■ What to produce ■
Locate every line in the records below that contains the word "plaid", and copy each of those lines.

■ Supplied data ■
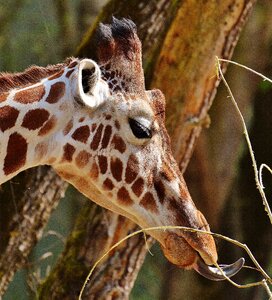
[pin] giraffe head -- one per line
(126, 164)
(104, 133)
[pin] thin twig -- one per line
(245, 67)
(255, 168)
(244, 246)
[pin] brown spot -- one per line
(72, 64)
(97, 137)
(149, 203)
(51, 160)
(82, 159)
(132, 169)
(82, 184)
(68, 127)
(56, 92)
(35, 118)
(68, 74)
(41, 150)
(118, 143)
(66, 175)
(138, 187)
(106, 137)
(57, 75)
(117, 124)
(124, 197)
(68, 153)
(64, 106)
(103, 163)
(93, 127)
(108, 185)
(116, 168)
(167, 173)
(81, 134)
(30, 95)
(8, 117)
(48, 126)
(160, 190)
(16, 153)
(94, 173)
(3, 97)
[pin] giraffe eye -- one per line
(139, 130)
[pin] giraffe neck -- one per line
(30, 122)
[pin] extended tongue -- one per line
(213, 273)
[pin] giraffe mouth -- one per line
(180, 251)
(213, 273)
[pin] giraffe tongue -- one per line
(214, 273)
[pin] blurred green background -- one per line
(36, 32)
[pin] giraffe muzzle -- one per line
(180, 252)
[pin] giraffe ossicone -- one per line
(98, 127)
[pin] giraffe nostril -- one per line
(87, 79)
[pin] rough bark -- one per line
(43, 190)
(223, 188)
(189, 98)
(183, 67)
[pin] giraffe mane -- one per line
(30, 75)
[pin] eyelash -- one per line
(139, 130)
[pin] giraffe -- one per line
(101, 131)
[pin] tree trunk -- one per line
(180, 41)
(184, 72)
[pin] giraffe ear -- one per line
(89, 88)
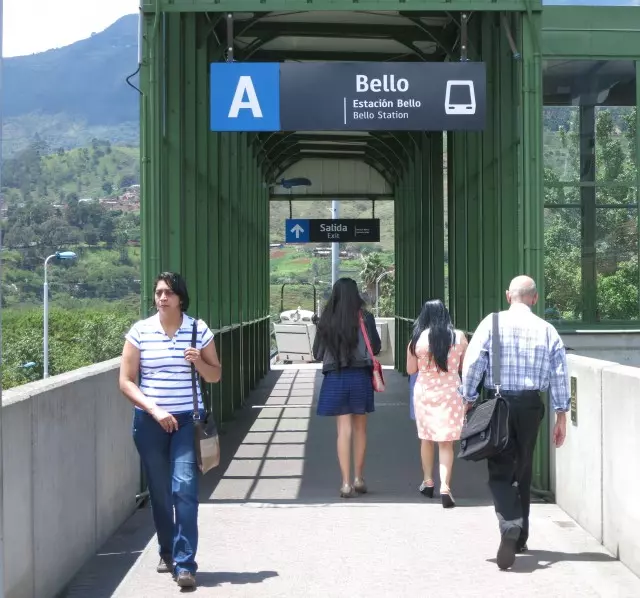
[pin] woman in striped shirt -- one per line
(158, 349)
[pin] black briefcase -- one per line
(485, 432)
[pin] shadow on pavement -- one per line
(278, 451)
(534, 560)
(211, 580)
(102, 574)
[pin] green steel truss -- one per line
(205, 210)
(205, 196)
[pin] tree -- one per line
(616, 243)
(372, 267)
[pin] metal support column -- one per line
(335, 247)
(588, 211)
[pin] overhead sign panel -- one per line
(365, 96)
(362, 96)
(345, 230)
(245, 96)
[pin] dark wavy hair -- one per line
(435, 317)
(177, 284)
(339, 323)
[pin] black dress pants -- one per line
(510, 472)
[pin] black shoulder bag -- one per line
(206, 434)
(485, 432)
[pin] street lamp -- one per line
(59, 255)
(378, 290)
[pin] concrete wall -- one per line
(71, 474)
(595, 474)
(621, 347)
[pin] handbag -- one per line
(485, 432)
(377, 377)
(207, 444)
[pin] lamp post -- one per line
(378, 291)
(59, 255)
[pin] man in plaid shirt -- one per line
(532, 360)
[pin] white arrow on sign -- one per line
(298, 230)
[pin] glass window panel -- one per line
(590, 159)
(563, 276)
(617, 263)
(561, 144)
(557, 193)
(615, 146)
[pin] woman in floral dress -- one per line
(436, 352)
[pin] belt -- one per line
(519, 394)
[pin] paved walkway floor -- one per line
(272, 524)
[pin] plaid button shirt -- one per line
(532, 357)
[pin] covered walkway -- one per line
(271, 522)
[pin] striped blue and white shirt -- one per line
(532, 357)
(165, 374)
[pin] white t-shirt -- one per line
(165, 375)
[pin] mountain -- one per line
(70, 95)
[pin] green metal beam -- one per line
(411, 55)
(410, 32)
(322, 197)
(212, 6)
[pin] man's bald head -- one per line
(523, 290)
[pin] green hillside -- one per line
(42, 173)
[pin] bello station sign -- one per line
(334, 96)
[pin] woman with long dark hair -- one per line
(436, 352)
(347, 387)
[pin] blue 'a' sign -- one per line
(245, 96)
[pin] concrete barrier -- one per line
(595, 474)
(578, 464)
(71, 473)
(621, 463)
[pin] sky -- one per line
(37, 25)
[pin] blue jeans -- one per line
(169, 462)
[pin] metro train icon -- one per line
(460, 98)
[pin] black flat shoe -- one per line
(426, 490)
(507, 550)
(447, 500)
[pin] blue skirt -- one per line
(347, 391)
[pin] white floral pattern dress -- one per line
(437, 403)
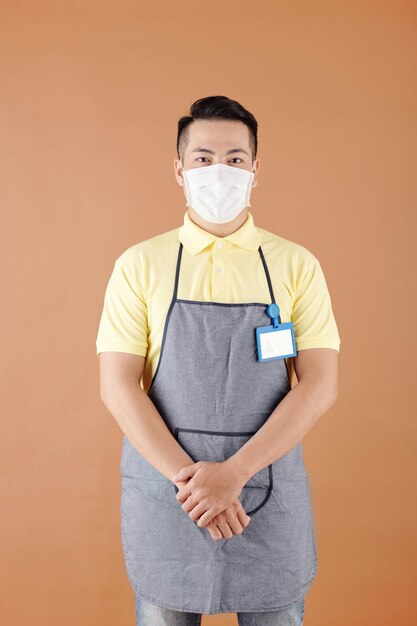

■ Task answer ■
[pin] man in plaid shirt -- one per line
[pin] plaid button shirt -- one per line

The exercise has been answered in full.